__DATA SHOWN__
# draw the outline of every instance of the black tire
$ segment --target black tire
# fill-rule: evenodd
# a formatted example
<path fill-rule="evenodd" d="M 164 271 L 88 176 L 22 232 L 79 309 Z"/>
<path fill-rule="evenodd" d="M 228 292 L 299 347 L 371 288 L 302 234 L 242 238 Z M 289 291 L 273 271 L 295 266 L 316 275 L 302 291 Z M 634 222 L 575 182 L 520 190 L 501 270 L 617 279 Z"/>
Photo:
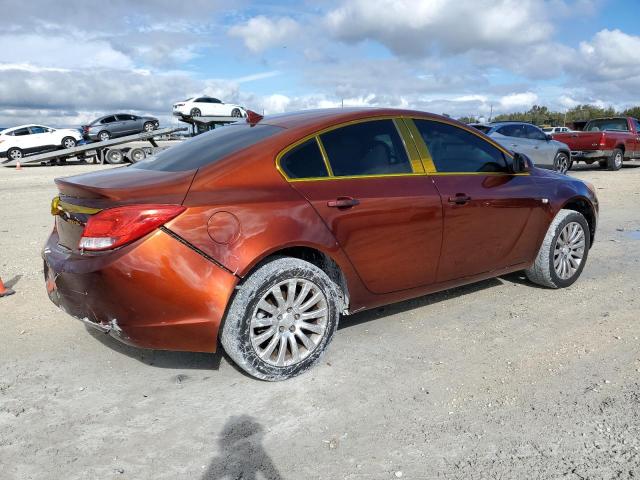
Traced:
<path fill-rule="evenodd" d="M 240 111 L 240 109 L 239 109 L 239 108 L 234 108 L 234 109 L 231 111 L 231 116 L 232 116 L 232 117 L 236 117 L 236 118 L 240 118 L 240 117 L 242 117 L 242 112 Z"/>
<path fill-rule="evenodd" d="M 576 223 L 582 228 L 582 234 L 584 236 L 582 258 L 575 272 L 573 272 L 569 278 L 561 278 L 554 266 L 556 245 L 558 244 L 558 238 L 562 231 L 567 225 L 572 223 Z M 544 287 L 568 287 L 580 277 L 580 274 L 587 263 L 590 247 L 591 236 L 589 233 L 589 224 L 584 216 L 580 212 L 576 212 L 574 210 L 560 210 L 556 215 L 556 218 L 551 222 L 551 225 L 549 225 L 549 229 L 542 241 L 542 245 L 540 246 L 535 262 L 531 268 L 525 270 L 525 274 L 530 281 Z M 560 253 L 560 255 L 562 255 L 562 253 Z"/>
<path fill-rule="evenodd" d="M 122 153 L 122 150 L 110 148 L 105 152 L 104 159 L 111 165 L 120 165 L 124 162 L 124 154 Z"/>
<path fill-rule="evenodd" d="M 272 312 L 258 308 L 258 304 L 268 298 L 270 291 L 273 291 L 272 289 L 278 288 L 278 291 L 281 291 L 278 285 L 291 279 L 306 282 L 306 284 L 316 289 L 316 293 L 321 292 L 318 304 L 326 305 L 327 315 L 326 319 L 323 320 L 324 330 L 321 335 L 318 334 L 315 337 L 315 347 L 311 349 L 304 348 L 303 342 L 297 336 L 299 335 L 299 330 L 305 330 L 305 328 L 301 327 L 299 323 L 304 322 L 304 320 L 293 320 L 292 315 L 295 314 L 296 310 L 293 310 L 293 313 L 284 313 L 284 310 L 282 310 L 282 314 L 279 314 L 281 310 L 277 310 L 278 307 L 273 304 L 270 304 L 271 308 L 275 310 Z M 296 294 L 303 295 L 302 288 L 298 290 L 296 286 L 294 290 L 297 292 Z M 288 298 L 288 291 L 287 289 L 282 292 L 281 298 L 285 296 Z M 311 294 L 313 294 L 313 290 Z M 302 304 L 309 301 L 311 300 L 303 299 Z M 277 257 L 258 267 L 240 284 L 225 316 L 220 341 L 227 355 L 249 375 L 268 381 L 286 380 L 305 372 L 320 360 L 338 326 L 340 304 L 338 287 L 320 268 L 297 258 Z M 313 308 L 316 306 L 316 304 L 312 304 Z M 291 309 L 287 309 L 287 312 L 291 312 Z M 254 315 L 256 318 L 267 319 L 271 322 L 270 326 L 264 326 L 265 329 L 273 329 L 273 332 L 280 332 L 272 333 L 263 341 L 263 344 L 273 341 L 274 345 L 276 345 L 273 353 L 269 354 L 270 358 L 277 356 L 278 351 L 281 350 L 283 344 L 280 342 L 283 341 L 283 338 L 285 339 L 284 351 L 289 354 L 289 362 L 292 362 L 293 358 L 291 350 L 293 345 L 288 343 L 289 338 L 296 342 L 300 351 L 303 352 L 302 355 L 306 355 L 306 357 L 297 363 L 289 363 L 289 365 L 283 366 L 277 366 L 263 360 L 256 351 L 256 348 L 260 348 L 260 346 L 254 347 L 251 340 L 252 334 L 260 335 L 265 333 L 264 330 L 260 331 L 255 325 L 252 327 L 251 320 Z M 263 315 L 263 317 L 258 317 L 258 315 Z M 300 318 L 300 315 L 296 315 L 296 318 Z M 287 322 L 287 319 L 289 327 L 283 327 L 282 325 Z M 295 324 L 291 325 L 292 322 Z M 277 331 L 275 330 L 276 328 L 278 329 Z M 289 328 L 292 334 L 289 334 L 286 328 Z M 310 333 L 308 335 L 307 340 L 314 336 Z M 268 350 L 267 347 L 264 348 L 263 353 L 266 350 Z M 296 350 L 298 349 L 296 348 Z M 283 355 L 283 358 L 285 358 L 285 355 Z"/>
<path fill-rule="evenodd" d="M 98 133 L 98 140 L 100 142 L 106 142 L 110 138 L 111 138 L 111 134 L 106 130 L 102 130 L 101 132 Z"/>
<path fill-rule="evenodd" d="M 609 162 L 608 162 L 607 160 L 600 160 L 600 161 L 598 162 L 598 165 L 600 165 L 600 168 L 607 168 L 607 164 L 608 164 L 608 163 L 609 163 Z"/>
<path fill-rule="evenodd" d="M 11 160 L 22 160 L 24 153 L 18 147 L 13 147 L 7 150 L 7 158 Z"/>
<path fill-rule="evenodd" d="M 67 149 L 67 148 L 73 148 L 78 144 L 78 142 L 76 142 L 76 139 L 73 137 L 64 137 L 62 139 L 62 142 L 60 142 L 60 146 L 63 149 Z"/>
<path fill-rule="evenodd" d="M 202 115 L 202 112 L 199 108 L 192 108 L 191 112 L 189 112 L 189 115 L 191 115 L 192 117 L 199 117 Z"/>
<path fill-rule="evenodd" d="M 607 170 L 615 172 L 622 168 L 622 162 L 624 160 L 624 153 L 619 148 L 614 148 L 613 153 L 607 159 Z"/>
<path fill-rule="evenodd" d="M 145 132 L 153 132 L 156 129 L 156 126 L 154 125 L 153 122 L 146 122 L 143 126 L 142 129 Z"/>
<path fill-rule="evenodd" d="M 558 152 L 553 160 L 553 169 L 562 174 L 566 174 L 571 168 L 571 157 L 565 152 Z"/>
<path fill-rule="evenodd" d="M 131 163 L 138 163 L 147 158 L 147 154 L 142 148 L 132 148 L 127 152 L 127 158 Z"/>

__EXERCISE REQUIREMENTS__
Repeat each entry exactly. Pictures do not belong in the copy.

__REPLY__
# draw the outline of every instance of the black tire
$ segment --target black tire
# fill-rule: evenodd
# a formatted example
<path fill-rule="evenodd" d="M 164 271 L 88 176 L 22 232 L 79 309 Z"/>
<path fill-rule="evenodd" d="M 228 292 L 299 347 L 371 288 L 302 234 L 242 238 Z M 289 291 L 273 271 L 295 266 L 316 275 L 302 291 Z M 634 222 L 575 182 L 520 190 L 501 270 L 617 279 Z"/>
Photo:
Traced:
<path fill-rule="evenodd" d="M 240 111 L 240 109 L 239 109 L 239 108 L 234 108 L 234 109 L 231 111 L 231 116 L 232 116 L 232 117 L 236 117 L 236 118 L 240 118 L 240 117 L 242 117 L 242 112 Z"/>
<path fill-rule="evenodd" d="M 576 223 L 582 228 L 582 234 L 584 236 L 582 258 L 575 272 L 573 272 L 569 278 L 561 278 L 554 266 L 556 245 L 558 244 L 558 238 L 562 231 L 567 225 L 572 223 Z M 544 287 L 568 287 L 580 277 L 580 274 L 587 263 L 590 247 L 591 236 L 589 233 L 589 224 L 584 216 L 580 212 L 576 212 L 574 210 L 560 210 L 556 215 L 556 218 L 551 222 L 551 225 L 549 225 L 549 229 L 542 241 L 542 245 L 540 246 L 535 262 L 531 268 L 525 270 L 525 274 L 530 281 Z M 560 253 L 560 255 L 562 255 L 562 253 Z"/>
<path fill-rule="evenodd" d="M 122 153 L 122 150 L 110 148 L 105 152 L 104 159 L 111 165 L 120 165 L 124 162 L 124 154 Z"/>
<path fill-rule="evenodd" d="M 272 312 L 258 308 L 258 304 L 268 298 L 270 291 L 273 291 L 272 289 L 278 288 L 278 291 L 281 291 L 278 285 L 291 279 L 306 282 L 306 284 L 316 289 L 316 293 L 321 292 L 318 304 L 326 305 L 327 315 L 326 319 L 323 320 L 324 330 L 321 335 L 318 334 L 315 337 L 315 347 L 311 349 L 304 348 L 303 342 L 297 336 L 299 335 L 299 330 L 305 330 L 305 328 L 301 327 L 299 323 L 304 322 L 304 320 L 293 320 L 292 315 L 295 314 L 296 310 L 293 310 L 293 313 L 284 313 L 284 310 L 282 310 L 282 314 L 279 314 L 281 310 L 277 310 L 278 307 L 273 304 L 270 304 L 271 308 L 275 310 Z M 296 294 L 303 295 L 302 288 L 298 290 L 296 286 L 294 290 L 297 292 Z M 288 298 L 288 291 L 287 289 L 282 292 L 281 298 L 285 296 Z M 311 294 L 313 294 L 313 290 Z M 302 304 L 309 301 L 311 300 L 303 299 Z M 277 257 L 258 267 L 240 284 L 225 316 L 220 341 L 227 355 L 249 375 L 268 381 L 286 380 L 305 372 L 320 360 L 338 326 L 340 304 L 338 287 L 320 268 L 297 258 Z M 313 308 L 316 306 L 316 304 L 312 304 Z M 291 309 L 287 309 L 287 312 L 291 312 Z M 254 315 L 256 318 L 267 319 L 271 322 L 270 326 L 264 326 L 265 329 L 273 329 L 273 332 L 280 332 L 272 333 L 263 341 L 263 344 L 273 341 L 274 345 L 276 345 L 273 353 L 269 354 L 270 358 L 277 356 L 278 351 L 281 350 L 283 344 L 280 342 L 283 341 L 283 338 L 285 339 L 284 351 L 289 354 L 289 362 L 292 362 L 293 358 L 291 350 L 293 345 L 288 343 L 289 338 L 296 342 L 300 351 L 303 352 L 302 355 L 306 355 L 306 357 L 297 363 L 289 363 L 289 365 L 283 366 L 277 366 L 263 360 L 256 351 L 256 348 L 260 348 L 260 346 L 254 347 L 251 340 L 252 334 L 260 335 L 265 333 L 264 330 L 260 331 L 255 325 L 252 327 L 251 320 Z M 263 315 L 263 317 L 258 317 L 258 315 Z M 300 318 L 300 315 L 296 315 L 296 318 Z M 287 322 L 287 319 L 289 327 L 283 327 L 282 325 Z M 295 324 L 291 325 L 292 322 Z M 277 331 L 275 330 L 276 328 L 278 329 Z M 289 328 L 292 334 L 289 334 L 286 328 Z M 310 333 L 308 335 L 307 340 L 314 336 Z M 268 350 L 267 347 L 264 348 L 263 353 L 266 350 Z M 296 350 L 298 349 L 296 348 Z M 283 355 L 283 358 L 285 358 L 285 355 Z"/>
<path fill-rule="evenodd" d="M 98 133 L 98 140 L 100 142 L 106 142 L 110 138 L 111 138 L 111 134 L 106 130 L 102 130 L 101 132 Z"/>
<path fill-rule="evenodd" d="M 609 162 L 608 162 L 607 160 L 600 160 L 600 161 L 598 162 L 598 165 L 600 165 L 600 168 L 607 168 L 607 164 L 608 164 L 608 163 L 609 163 Z"/>
<path fill-rule="evenodd" d="M 11 160 L 22 160 L 24 153 L 18 147 L 13 147 L 7 150 L 7 158 Z"/>
<path fill-rule="evenodd" d="M 67 149 L 67 148 L 73 148 L 78 144 L 78 142 L 76 142 L 76 139 L 73 137 L 64 137 L 62 139 L 62 142 L 60 142 L 60 146 L 63 149 Z"/>
<path fill-rule="evenodd" d="M 202 115 L 202 112 L 199 108 L 192 108 L 191 112 L 189 112 L 189 115 L 191 115 L 192 117 L 199 117 Z"/>
<path fill-rule="evenodd" d="M 607 170 L 615 172 L 622 168 L 622 162 L 624 160 L 624 153 L 619 148 L 614 148 L 613 153 L 607 159 Z"/>
<path fill-rule="evenodd" d="M 145 132 L 153 132 L 156 129 L 156 126 L 154 125 L 153 122 L 146 122 L 143 126 L 142 129 Z"/>
<path fill-rule="evenodd" d="M 558 152 L 553 160 L 553 169 L 562 174 L 566 174 L 571 168 L 571 157 L 565 152 Z"/>
<path fill-rule="evenodd" d="M 131 163 L 138 163 L 147 158 L 147 154 L 142 148 L 132 148 L 127 152 L 127 158 Z"/>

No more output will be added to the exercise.